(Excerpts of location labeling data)
(begin)
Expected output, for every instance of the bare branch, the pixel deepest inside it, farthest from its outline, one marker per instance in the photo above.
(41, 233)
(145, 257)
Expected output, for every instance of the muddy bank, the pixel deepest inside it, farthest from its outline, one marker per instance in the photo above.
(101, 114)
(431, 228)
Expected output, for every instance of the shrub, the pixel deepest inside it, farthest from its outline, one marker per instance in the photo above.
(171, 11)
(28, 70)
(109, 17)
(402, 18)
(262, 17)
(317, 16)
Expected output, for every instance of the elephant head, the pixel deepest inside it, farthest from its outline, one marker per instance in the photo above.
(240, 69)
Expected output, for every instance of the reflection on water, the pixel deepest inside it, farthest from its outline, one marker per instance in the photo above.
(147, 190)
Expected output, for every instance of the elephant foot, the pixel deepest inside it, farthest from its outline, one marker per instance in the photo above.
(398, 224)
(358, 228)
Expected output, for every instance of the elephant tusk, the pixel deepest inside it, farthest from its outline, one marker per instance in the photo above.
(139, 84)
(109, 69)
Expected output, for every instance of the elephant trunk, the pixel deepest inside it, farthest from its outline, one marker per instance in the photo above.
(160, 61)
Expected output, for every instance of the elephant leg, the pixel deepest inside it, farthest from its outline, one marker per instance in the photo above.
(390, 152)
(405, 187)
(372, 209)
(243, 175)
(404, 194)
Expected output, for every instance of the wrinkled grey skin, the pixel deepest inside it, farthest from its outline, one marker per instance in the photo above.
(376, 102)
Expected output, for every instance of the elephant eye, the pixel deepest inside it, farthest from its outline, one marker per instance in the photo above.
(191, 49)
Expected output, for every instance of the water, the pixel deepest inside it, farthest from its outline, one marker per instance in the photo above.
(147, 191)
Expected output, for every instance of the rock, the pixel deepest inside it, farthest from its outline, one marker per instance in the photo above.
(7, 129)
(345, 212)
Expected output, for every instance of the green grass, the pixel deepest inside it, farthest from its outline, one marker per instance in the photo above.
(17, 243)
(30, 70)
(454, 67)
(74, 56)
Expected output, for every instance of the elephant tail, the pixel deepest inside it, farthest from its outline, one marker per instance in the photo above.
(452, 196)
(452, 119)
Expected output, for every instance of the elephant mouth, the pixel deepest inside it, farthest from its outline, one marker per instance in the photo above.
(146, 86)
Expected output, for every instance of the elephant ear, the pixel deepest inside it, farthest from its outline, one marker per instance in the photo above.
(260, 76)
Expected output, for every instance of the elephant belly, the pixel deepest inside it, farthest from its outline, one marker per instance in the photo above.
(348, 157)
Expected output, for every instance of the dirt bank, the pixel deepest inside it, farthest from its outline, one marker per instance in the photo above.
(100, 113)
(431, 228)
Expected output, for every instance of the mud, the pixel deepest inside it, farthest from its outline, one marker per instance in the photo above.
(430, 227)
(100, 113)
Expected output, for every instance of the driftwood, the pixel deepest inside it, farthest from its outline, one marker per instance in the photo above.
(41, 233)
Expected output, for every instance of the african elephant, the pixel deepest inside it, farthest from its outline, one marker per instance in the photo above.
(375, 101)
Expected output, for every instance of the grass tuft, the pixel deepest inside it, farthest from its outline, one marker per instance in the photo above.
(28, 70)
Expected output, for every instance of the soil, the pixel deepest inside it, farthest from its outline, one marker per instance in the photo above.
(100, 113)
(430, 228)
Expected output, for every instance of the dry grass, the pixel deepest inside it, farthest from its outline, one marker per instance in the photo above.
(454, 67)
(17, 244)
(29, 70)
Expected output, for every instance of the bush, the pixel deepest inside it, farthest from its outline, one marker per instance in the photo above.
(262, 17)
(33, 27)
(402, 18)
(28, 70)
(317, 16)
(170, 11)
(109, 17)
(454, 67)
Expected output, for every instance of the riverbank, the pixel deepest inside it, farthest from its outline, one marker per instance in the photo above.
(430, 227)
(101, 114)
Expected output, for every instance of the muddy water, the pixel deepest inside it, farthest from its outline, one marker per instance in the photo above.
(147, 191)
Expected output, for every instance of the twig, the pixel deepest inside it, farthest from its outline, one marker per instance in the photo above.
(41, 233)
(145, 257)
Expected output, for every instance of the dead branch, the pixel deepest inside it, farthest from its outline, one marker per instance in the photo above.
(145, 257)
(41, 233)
(end)
Give back all the records exactly as they stand.

» **EXERCISE RESPONSE**:
Expected output, for every instance of the bare branch, the pixel deepest inside it, farthest from its outline, one marker per instance in the photo above.
(41, 233)
(145, 257)
Expected output, for every instance of the muddy bank, the pixel deepest inside it, farthest from its outline, one marker per instance in the photo above.
(101, 114)
(431, 228)
Expected output, for every instance of the shrub, the pixel deepest inside it, farthest from its outline, one marker per instance in the photo above.
(171, 11)
(28, 70)
(109, 17)
(402, 18)
(262, 17)
(317, 16)
Expected output, for every instance of the elephant head, the pixel deepest inside it, farthest from its outline, one marker per instance in the photo above.
(240, 69)
Expected output, for every instance of the reflection on water, the pixel deepest inside it, farthest from its outline, one marker per instance in the photo above.
(147, 190)
Expected output, for every instance of the elephant foot, the pixel deepest inside it, farthest from its outline, one marker per instance in the photo above.
(398, 224)
(358, 228)
Expected output, for every instance of the elephant tusk, the pixel deepest inside it, farthest from its outline, one marker per instance in the photo above.
(139, 84)
(109, 69)
Expected output, for every instance of the elephant trunk, the pixel deepest inside it, farthest from its outline, one marker per instance in the photo above.
(160, 61)
Expected output, for every instance of the elephant leg, the pixel deepest inside it, farthest from its outline, one marker per instance in the photo above.
(390, 152)
(405, 187)
(372, 209)
(243, 175)
(404, 194)
Expected output, for every instance of the wrinkled grey skin, the pixel deepest inside it, farthest from its outline, one marker per instance in the photo above.
(376, 102)
Expected output, for every instance of the elephant eye, the pixel deepest inside it, farthest from its outline, one marker per instance in the photo above.
(191, 49)
Expected output, for every instance of the water, the pixel deepest inside it, farthest from its outline, one marker per instance in the photo above.
(147, 191)
Expected output, for every instance of the rock, the pixel deepest inside it, farthest from its outline, one marker per instance in the photo above.
(7, 129)
(345, 212)
Expected output, for every instance of the green grass, the pixel deepest inside it, farthest from its outline, one marker per instance in the photo above.
(17, 243)
(30, 70)
(454, 67)
(74, 56)
Expected output, for every instance of the elephant tail, the pixel deepest inside it, farthest from its outline, one marker per instance in the photo above.
(452, 196)
(452, 119)
Expected output, for every instance of the elephant mouth, the pixel deepest inside it, farthest from its outline, one marker per instance in the photo above.
(146, 86)
Expected output, for every instance of the elephant ear, the pixel deepest inside it, farthest from its outline, one marker per instance in the photo above.
(260, 76)
Expected output, for every instance of the elephant belly, the pixel deepest inside it, farthest from its outline, one marker per instance in the photo above.
(348, 157)
Expected output, for every instance of the dirt bank, the pixel deepest inside it, farthest from its outline, one marker per instance in the photo above.
(100, 113)
(431, 228)
Expected output, for every instance of the mud, the pixel deepest inside it, farthest from its outline, one marker per instance in the photo above.
(430, 227)
(100, 113)
Expected output, for every instance of the driftwood, the pixel deepest inside it, farthest from its outline, one marker per instance in the photo above.
(41, 233)
Expected output, for every instance of the african elephant, the pixel deepest inside it, farthest from its outline, one marker per instance in the photo above.
(375, 101)
Expected output, for every instance of the grass tuft, the pixel deepest inside it, farthest from its outline, one marker per instance in the photo above.
(28, 70)
Expected output, for every instance of the soil, the pixel deepest inside it, farthest from its outline, one marker per instance in the photo above.
(100, 113)
(430, 228)
Expected output, for every instance of the dry grass, the pixel deepest inside it, farthest from its outline, one marker per instance in the photo above.
(454, 67)
(17, 244)
(29, 70)
Expected output, for every instance of the bush, the pixel deepest inside it, farthest from its outline, one marker per instance in the photo above.
(262, 17)
(33, 27)
(402, 18)
(28, 70)
(317, 16)
(170, 11)
(109, 17)
(454, 67)
Expected output, for every instance of the riverbank, the pixel deepest inside it, farthest from its outline, one marker per instance in the photo above.
(430, 227)
(101, 114)
Expected output, for every instance of the muddy water, the pixel deepest inside it, farthest from its outline, one marker per instance in the photo above.
(147, 191)
Expected output, for every instance of the twig, the pixel deepest inside it, farthest from its outline, one marker per instance in the photo above.
(41, 233)
(145, 257)
Expected output, for every instance of the dead branch, the pixel deepest inside it, farthest from its outline, one marker per instance in the photo above.
(145, 257)
(41, 233)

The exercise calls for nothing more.